Gegeven tekst:
2.4.3. In paragraaf 3.3 van de bij het ontwerpplan behorende toelichting, in opdracht van [appellante] opgesteld door het stedenbouwkundig bureau BRO, staat dat de met het ontwerpplan beoogde realisering van een woning zowel in functioneel als ruimtelijk en stedenbouwkundig opzicht aansluit bij de bestaande waarden in de omgeving. Er zullen derhalve ruimtelijk gezien geen zwaarwegende negatieve effecten voor de omgeving optreden.
2.4.4. De Afdeling stelt voorop dat, gelet op de systematiek van de Wro, aan de raad in beginsel een grote mate van beleidsvrijheid toekomt bij het besluit omtrent de vaststelling van een bestemmingsplan.

Opdrachten:
**a.** Herschrijf in de tekst over het bestemmingsplan de alinea die begint met "2.4.3. In paragraaf 3.3" beknopter, zonder de belangrijkste feiten weg te laten.
**b.** Zet de tekst over het bestemmingsplan voort na de laatste zin.

Verstrekte gegevens:
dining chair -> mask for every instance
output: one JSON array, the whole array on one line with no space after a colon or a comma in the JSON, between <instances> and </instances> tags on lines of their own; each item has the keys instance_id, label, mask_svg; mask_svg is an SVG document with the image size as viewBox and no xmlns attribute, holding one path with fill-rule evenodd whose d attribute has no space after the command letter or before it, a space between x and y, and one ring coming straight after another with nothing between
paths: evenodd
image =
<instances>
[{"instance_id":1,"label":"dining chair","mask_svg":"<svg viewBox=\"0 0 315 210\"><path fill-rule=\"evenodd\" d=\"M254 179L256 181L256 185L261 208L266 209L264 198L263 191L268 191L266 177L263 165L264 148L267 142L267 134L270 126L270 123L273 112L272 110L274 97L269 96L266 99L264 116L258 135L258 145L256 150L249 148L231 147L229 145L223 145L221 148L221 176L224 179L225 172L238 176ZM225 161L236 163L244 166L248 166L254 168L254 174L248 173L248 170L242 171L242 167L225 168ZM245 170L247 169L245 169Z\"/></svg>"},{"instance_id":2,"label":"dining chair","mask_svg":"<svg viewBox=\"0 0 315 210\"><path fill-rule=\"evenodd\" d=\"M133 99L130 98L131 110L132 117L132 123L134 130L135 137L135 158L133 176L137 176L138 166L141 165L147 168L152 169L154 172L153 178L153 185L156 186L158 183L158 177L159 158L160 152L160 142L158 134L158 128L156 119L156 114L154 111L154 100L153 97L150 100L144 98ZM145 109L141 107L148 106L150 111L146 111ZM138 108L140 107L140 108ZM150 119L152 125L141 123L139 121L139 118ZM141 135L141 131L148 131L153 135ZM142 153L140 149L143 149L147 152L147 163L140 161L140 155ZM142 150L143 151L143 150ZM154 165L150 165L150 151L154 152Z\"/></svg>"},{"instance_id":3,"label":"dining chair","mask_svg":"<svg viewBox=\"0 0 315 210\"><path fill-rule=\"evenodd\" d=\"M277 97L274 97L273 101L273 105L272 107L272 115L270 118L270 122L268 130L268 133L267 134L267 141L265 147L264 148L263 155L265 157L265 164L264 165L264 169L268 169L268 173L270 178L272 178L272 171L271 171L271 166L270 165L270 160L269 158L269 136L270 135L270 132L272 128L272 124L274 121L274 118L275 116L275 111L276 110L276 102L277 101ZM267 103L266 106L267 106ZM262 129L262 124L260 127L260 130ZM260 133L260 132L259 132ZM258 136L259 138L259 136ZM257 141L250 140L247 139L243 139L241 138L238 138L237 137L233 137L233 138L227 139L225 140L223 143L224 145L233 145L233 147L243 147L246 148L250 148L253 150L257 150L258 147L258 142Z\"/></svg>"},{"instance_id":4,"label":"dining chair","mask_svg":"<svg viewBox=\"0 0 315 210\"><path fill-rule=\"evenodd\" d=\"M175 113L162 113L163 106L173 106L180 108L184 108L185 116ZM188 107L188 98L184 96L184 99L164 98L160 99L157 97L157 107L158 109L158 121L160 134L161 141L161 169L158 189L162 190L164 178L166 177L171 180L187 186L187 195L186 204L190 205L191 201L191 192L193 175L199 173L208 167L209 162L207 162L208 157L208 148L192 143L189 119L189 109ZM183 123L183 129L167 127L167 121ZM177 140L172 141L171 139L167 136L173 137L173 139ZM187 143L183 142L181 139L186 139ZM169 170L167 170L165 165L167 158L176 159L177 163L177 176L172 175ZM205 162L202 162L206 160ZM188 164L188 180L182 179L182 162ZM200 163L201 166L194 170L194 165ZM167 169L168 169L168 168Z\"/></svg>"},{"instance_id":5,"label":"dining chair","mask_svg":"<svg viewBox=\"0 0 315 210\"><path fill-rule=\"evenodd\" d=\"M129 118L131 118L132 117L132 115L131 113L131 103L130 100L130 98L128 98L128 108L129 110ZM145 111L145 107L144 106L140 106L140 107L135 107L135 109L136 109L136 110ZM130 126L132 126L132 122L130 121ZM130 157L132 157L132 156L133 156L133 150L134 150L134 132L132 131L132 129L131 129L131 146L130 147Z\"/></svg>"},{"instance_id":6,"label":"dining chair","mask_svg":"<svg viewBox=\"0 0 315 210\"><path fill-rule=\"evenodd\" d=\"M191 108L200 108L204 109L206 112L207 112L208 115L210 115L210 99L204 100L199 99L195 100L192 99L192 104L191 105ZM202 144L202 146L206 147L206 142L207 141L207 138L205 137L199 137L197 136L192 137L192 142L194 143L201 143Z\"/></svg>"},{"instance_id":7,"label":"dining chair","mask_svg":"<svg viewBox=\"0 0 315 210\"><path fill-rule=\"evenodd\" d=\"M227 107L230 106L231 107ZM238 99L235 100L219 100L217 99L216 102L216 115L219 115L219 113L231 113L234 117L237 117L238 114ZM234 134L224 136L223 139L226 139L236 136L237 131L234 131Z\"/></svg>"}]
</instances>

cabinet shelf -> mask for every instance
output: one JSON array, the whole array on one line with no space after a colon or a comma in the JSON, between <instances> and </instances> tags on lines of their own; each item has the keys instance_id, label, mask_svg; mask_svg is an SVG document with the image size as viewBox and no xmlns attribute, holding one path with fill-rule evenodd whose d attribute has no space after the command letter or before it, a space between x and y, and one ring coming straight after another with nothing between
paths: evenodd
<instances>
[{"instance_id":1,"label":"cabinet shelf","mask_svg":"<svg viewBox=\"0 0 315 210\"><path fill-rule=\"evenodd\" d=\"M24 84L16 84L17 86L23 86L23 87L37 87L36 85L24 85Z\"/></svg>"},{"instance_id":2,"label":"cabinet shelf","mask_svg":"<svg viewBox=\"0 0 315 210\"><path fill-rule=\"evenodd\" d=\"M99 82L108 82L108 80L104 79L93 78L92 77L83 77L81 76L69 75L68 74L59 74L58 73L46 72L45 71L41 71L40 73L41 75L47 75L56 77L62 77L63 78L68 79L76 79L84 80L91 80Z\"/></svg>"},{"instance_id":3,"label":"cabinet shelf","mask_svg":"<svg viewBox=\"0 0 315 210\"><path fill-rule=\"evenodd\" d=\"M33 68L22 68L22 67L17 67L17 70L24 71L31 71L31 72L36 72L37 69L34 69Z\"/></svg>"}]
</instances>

Genummerde antwoorden:
**a.** Volgens paragraaf 3.3 van de toelichting bij het ontwerpplan, in opdracht van [appellante] opgesteld door bureau BRO, past de beoogde woning functioneel, ruimtelijk en stedenbouwkundig bij de bestaande waarden in de omgeving. Daardoor treden ruimtelijk geen zwaarwegende negatieve effecten voor de omgeving op.

**b.**
2.4.5. Ter zitting heeft de raad te kennen gegeven dat bij vaststelling van het bestemmingsplan Gravenstate het perceel van [appellante] bewust buiten het plan is gelaten en alleen betrekking had op de gronden van de voormalige tennislocatie. De raad hecht belang aan het niet verdichten van het gebied, waarbij is gekozen voor vrijstaande woningen op brede en diepe ruime kavels met voldoende groen en open plekken.
In hetgeen [appellante] heeft aangevoerd bestaat geen aanleiding voor het oordeel dat de raad in redelijkheid niet aan dit stedenbouwkundig concept heeft kunnen vasthouden en behoefde de raad geen aanleiding te zien om aan de hand van een deskundigenrapport aan te tonen waarom het ontwerpplan niet inpasbaar is.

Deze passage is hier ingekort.